_TASK GOAL:_ Reproduce the following data verbatim, line for line, from start to finish.

========

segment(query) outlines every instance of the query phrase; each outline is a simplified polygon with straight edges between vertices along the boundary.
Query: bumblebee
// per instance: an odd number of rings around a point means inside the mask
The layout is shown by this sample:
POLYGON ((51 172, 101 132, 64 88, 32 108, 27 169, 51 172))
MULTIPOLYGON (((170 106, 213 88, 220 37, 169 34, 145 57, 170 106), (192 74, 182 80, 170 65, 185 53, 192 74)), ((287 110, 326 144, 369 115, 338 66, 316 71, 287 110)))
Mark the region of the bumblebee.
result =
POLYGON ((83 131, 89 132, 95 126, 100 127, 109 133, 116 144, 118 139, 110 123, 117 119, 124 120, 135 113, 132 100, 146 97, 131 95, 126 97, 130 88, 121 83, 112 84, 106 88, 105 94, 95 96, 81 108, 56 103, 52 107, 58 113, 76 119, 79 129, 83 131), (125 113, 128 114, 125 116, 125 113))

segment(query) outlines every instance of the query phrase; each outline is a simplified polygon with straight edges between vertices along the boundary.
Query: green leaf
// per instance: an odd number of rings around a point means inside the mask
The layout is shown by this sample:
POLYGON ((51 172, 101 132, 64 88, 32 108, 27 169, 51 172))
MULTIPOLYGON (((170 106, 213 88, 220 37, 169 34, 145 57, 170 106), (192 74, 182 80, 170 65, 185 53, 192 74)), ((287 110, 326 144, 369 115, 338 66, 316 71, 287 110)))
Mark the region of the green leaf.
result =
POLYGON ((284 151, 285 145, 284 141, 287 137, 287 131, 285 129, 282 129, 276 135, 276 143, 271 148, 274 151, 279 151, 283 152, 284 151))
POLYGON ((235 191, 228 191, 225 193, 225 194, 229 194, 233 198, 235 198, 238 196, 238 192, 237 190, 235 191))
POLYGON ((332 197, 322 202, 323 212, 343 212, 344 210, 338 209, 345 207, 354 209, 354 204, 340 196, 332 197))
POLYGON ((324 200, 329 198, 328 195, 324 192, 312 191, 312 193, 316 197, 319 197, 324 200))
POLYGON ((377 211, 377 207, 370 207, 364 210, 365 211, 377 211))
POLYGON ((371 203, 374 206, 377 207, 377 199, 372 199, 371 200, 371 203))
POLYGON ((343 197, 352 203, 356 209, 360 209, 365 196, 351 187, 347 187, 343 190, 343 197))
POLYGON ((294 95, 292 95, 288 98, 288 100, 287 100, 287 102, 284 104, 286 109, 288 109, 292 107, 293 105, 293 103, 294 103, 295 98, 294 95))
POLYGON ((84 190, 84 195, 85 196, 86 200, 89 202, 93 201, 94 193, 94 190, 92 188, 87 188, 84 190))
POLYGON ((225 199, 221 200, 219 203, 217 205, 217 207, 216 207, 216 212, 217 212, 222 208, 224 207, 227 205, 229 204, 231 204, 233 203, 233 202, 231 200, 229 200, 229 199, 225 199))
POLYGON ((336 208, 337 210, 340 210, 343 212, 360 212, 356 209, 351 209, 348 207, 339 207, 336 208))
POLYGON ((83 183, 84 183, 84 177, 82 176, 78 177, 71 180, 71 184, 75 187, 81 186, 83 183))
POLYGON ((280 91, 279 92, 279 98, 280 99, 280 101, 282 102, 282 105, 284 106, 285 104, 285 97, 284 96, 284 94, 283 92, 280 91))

========

_OUTPUT FOR THIS TASK:_
segment(query) outlines every instance of the query phrase; each outline is a simplified polygon with straight edges between vertices along the boundary.
Query: bumblebee
// per instance: an odd number of rings around a point means inside the mask
The layout is shown by this sample:
POLYGON ((51 172, 101 132, 64 88, 32 108, 27 169, 51 172))
MULTIPOLYGON (((170 106, 213 88, 220 37, 169 34, 145 57, 170 106), (192 74, 182 80, 170 65, 185 53, 192 74)), ((287 110, 326 144, 369 115, 338 66, 316 71, 287 110)))
Mark the region of the bumblebee.
result =
POLYGON ((83 131, 89 132, 95 126, 100 127, 109 133, 116 144, 118 139, 110 123, 117 119, 124 120, 135 113, 132 100, 146 97, 131 95, 126 97, 130 88, 121 83, 112 84, 106 88, 105 94, 95 96, 81 108, 56 103, 52 107, 58 113, 76 119, 79 129, 83 131), (125 113, 128 114, 125 116, 125 113))

segment(query) outlines every instance of the query phrase; each outline is a simplified polygon with straight edges between vertices along the boundary.
Query: green leaf
// per instance: an odd number of rings around a point means inside the mask
The layout is shown by this sample:
POLYGON ((51 172, 101 132, 64 88, 32 108, 27 169, 51 172))
MULTIPOLYGON (((170 106, 213 88, 220 37, 169 34, 145 57, 170 106), (192 74, 182 80, 170 65, 185 53, 192 74)), ((287 110, 326 144, 369 115, 338 66, 316 71, 287 110)))
Mark the region of the green leaf.
result =
POLYGON ((284 151, 285 145, 284 141, 287 137, 287 131, 285 129, 282 129, 276 135, 276 143, 271 148, 274 151, 279 151, 283 152, 284 151))
POLYGON ((235 191, 228 191, 225 193, 225 194, 229 194, 233 198, 235 198, 238 196, 238 192, 237 190, 235 191))
POLYGON ((332 197, 322 202, 323 212, 343 212, 344 210, 338 209, 345 207, 354 209, 354 204, 340 196, 332 197))
POLYGON ((324 200, 329 198, 328 195, 324 192, 312 191, 312 193, 316 197, 319 197, 324 200))
POLYGON ((377 211, 377 207, 370 207, 364 210, 365 211, 377 211))
POLYGON ((371 203, 374 206, 377 207, 377 199, 372 199, 371 200, 371 203))
POLYGON ((343 197, 352 203, 356 209, 360 209, 365 196, 351 187, 347 187, 343 190, 343 197))
POLYGON ((294 95, 292 95, 288 98, 288 100, 287 100, 287 102, 284 104, 286 109, 288 109, 292 107, 293 105, 293 103, 294 103, 295 98, 294 95))
POLYGON ((84 190, 84 195, 85 196, 86 200, 89 202, 93 201, 94 193, 94 190, 92 188, 87 188, 84 190))
POLYGON ((225 199, 221 200, 219 203, 217 205, 217 207, 216 207, 216 212, 217 212, 222 208, 224 207, 227 205, 229 204, 231 204, 233 203, 233 202, 231 200, 229 200, 229 199, 225 199))
POLYGON ((336 208, 337 210, 340 210, 343 212, 360 212, 356 209, 351 209, 348 207, 339 207, 336 208))
POLYGON ((83 183, 84 183, 84 177, 82 176, 78 177, 71 180, 71 184, 75 187, 81 186, 83 183))
POLYGON ((280 91, 279 92, 279 98, 280 99, 280 101, 282 102, 282 105, 284 106, 285 104, 285 97, 284 96, 284 94, 283 92, 280 91))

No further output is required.